=== DATASET RECORDS ===

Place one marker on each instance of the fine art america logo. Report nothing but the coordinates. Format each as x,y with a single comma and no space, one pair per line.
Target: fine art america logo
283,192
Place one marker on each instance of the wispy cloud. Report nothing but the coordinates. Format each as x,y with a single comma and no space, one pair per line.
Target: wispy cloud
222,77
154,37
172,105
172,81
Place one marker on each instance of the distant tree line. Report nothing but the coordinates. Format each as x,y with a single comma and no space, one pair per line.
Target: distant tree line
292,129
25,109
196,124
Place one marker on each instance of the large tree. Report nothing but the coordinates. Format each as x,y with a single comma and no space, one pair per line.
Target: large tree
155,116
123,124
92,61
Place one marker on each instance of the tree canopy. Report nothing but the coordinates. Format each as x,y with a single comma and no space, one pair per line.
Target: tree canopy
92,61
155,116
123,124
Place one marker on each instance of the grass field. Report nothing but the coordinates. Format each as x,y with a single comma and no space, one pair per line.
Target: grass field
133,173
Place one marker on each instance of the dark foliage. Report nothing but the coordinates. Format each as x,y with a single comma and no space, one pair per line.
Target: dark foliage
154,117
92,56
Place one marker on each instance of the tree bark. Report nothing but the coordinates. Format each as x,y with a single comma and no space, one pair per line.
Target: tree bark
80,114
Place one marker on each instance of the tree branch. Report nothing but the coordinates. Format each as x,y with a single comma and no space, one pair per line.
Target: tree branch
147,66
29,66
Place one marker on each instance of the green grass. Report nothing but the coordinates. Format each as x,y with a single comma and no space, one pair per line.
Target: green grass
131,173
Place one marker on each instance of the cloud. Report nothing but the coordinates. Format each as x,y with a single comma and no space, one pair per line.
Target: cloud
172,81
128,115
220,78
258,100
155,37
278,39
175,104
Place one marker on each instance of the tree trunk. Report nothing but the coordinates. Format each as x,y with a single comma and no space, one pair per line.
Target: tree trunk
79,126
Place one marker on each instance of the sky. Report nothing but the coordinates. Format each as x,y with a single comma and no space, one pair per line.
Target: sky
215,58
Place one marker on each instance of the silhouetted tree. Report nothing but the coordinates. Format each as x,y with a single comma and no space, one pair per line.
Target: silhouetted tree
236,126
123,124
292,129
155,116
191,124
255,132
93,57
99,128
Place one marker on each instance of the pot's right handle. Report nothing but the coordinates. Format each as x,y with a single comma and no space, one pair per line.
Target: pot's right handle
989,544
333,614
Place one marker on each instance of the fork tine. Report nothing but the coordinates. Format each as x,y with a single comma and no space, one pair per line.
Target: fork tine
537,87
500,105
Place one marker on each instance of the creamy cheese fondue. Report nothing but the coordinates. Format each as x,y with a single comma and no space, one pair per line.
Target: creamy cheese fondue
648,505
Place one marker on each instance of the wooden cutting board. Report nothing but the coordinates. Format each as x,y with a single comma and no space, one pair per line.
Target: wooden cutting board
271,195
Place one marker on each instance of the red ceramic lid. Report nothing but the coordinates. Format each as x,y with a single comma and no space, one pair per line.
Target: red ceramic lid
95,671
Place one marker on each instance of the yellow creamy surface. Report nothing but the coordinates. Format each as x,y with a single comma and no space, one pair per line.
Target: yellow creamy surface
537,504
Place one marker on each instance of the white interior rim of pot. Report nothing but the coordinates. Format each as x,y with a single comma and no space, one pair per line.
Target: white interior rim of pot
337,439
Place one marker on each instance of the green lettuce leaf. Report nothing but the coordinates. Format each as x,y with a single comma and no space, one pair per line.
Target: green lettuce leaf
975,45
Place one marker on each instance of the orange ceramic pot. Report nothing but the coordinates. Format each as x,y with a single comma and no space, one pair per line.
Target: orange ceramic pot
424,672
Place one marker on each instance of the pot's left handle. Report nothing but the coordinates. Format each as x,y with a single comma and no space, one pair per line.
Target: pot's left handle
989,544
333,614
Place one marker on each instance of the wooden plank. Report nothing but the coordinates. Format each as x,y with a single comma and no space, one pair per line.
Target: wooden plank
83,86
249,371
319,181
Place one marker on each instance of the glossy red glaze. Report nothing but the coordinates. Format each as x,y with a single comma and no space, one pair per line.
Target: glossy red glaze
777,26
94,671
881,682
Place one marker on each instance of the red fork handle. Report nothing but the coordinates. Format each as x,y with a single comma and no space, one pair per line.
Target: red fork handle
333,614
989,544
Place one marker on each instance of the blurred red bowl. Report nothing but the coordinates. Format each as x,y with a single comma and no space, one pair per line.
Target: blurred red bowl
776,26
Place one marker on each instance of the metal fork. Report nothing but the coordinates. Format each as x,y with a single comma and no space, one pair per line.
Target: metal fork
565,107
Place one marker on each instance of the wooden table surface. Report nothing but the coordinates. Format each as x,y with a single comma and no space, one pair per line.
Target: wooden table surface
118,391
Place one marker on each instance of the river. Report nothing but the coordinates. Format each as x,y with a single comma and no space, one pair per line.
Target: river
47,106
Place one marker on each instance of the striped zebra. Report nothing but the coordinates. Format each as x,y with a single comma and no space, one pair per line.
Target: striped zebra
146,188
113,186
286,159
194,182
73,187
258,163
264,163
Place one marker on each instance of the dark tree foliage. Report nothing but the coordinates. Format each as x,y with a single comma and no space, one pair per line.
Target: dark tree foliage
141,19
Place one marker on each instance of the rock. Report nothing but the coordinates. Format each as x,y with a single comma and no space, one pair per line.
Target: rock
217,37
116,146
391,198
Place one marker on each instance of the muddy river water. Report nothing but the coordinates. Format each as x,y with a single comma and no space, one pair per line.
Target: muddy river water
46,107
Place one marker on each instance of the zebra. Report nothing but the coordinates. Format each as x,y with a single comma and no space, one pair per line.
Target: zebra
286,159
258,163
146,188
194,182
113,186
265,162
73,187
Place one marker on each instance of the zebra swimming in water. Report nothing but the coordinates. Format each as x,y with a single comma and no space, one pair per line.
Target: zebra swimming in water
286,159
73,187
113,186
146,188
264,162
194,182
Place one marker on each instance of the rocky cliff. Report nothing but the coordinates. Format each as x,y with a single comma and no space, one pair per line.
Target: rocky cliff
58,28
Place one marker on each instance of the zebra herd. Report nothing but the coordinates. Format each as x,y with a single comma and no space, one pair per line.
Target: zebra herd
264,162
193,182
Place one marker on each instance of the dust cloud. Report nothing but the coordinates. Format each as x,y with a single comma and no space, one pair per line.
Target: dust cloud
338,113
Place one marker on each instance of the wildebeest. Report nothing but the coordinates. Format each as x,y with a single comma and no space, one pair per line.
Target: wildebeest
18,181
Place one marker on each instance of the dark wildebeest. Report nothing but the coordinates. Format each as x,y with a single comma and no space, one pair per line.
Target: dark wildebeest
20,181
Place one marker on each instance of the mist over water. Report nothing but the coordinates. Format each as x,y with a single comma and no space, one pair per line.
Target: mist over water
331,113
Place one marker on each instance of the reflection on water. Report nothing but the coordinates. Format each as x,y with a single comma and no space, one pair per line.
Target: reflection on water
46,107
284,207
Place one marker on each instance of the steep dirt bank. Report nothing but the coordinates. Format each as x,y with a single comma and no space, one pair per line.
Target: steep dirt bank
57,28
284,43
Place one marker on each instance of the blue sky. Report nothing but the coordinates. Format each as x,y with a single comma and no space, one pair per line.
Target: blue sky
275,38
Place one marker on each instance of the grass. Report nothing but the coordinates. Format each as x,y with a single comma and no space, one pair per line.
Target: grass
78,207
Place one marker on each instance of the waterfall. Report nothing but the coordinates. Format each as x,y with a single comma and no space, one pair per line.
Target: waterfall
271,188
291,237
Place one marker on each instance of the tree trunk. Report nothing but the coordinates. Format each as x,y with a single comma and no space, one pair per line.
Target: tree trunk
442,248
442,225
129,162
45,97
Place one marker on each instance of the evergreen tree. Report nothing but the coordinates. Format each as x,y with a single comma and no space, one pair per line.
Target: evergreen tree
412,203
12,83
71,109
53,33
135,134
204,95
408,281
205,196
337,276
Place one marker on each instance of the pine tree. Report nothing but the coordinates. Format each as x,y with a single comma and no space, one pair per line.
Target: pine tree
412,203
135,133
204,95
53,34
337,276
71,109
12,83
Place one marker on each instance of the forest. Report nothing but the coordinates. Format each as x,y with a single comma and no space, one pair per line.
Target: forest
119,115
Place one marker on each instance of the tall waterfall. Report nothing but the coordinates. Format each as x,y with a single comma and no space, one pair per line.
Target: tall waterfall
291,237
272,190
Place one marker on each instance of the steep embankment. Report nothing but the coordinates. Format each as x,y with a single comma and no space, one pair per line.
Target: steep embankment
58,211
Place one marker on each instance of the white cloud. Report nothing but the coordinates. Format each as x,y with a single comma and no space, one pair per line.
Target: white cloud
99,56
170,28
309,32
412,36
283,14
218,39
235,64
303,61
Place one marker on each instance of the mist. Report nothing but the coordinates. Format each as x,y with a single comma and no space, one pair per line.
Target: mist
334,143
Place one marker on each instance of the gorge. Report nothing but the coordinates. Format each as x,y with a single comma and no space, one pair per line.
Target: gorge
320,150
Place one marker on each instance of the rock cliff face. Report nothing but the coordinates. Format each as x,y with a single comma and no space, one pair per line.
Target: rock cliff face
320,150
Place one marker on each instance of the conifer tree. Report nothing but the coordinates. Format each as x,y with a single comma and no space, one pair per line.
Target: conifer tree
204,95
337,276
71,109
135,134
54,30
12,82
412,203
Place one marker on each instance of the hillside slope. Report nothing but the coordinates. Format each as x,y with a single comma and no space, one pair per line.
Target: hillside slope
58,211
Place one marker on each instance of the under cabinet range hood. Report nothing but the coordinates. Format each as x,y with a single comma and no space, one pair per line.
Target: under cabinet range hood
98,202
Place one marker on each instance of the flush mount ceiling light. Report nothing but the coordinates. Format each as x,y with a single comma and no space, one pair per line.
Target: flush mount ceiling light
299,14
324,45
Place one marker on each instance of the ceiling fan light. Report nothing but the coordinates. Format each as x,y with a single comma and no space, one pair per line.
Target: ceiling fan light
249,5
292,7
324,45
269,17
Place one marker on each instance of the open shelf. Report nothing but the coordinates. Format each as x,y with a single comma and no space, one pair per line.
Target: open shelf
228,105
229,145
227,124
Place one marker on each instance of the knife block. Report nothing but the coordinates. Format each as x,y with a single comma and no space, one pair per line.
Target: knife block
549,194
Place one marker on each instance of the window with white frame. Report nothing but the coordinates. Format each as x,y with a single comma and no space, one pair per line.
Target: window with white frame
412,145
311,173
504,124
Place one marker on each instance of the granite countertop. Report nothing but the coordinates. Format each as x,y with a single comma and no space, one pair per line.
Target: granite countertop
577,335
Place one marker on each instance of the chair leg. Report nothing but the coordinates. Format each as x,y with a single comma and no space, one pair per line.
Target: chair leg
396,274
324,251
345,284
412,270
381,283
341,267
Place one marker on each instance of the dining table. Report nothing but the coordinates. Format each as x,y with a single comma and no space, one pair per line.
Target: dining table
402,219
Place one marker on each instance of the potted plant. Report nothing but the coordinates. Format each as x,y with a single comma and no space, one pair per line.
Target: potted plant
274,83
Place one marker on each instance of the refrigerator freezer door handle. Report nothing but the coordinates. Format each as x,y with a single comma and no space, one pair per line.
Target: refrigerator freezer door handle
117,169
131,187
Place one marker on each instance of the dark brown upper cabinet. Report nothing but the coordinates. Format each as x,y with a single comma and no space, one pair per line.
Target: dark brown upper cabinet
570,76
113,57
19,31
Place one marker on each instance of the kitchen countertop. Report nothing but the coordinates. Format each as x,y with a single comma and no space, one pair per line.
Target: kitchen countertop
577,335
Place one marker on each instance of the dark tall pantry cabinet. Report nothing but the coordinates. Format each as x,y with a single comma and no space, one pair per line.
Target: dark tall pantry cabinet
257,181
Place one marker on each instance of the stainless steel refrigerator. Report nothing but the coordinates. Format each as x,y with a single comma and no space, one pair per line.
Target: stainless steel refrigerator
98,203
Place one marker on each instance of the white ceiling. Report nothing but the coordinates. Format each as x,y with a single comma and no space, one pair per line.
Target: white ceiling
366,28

===

Reproduce verbatim the lines of the listing from the one containing "Place one marker on each instance of the stainless" through the end of the listing, inclusive.

→ **SOLUTION TO THIS PROBLEM**:
Place one marker on each instance of the stainless steel refrigerator. Report nothing but the coordinates. Format each as x,y with a single comma and no space, one pair per line.
Target: stainless steel refrigerator
98,203
Place one marker on each instance of the white ceiling. Report nothing but the coordinates. Format each as x,y with a single comma and no space, one pair per line.
Target: white ceiling
366,28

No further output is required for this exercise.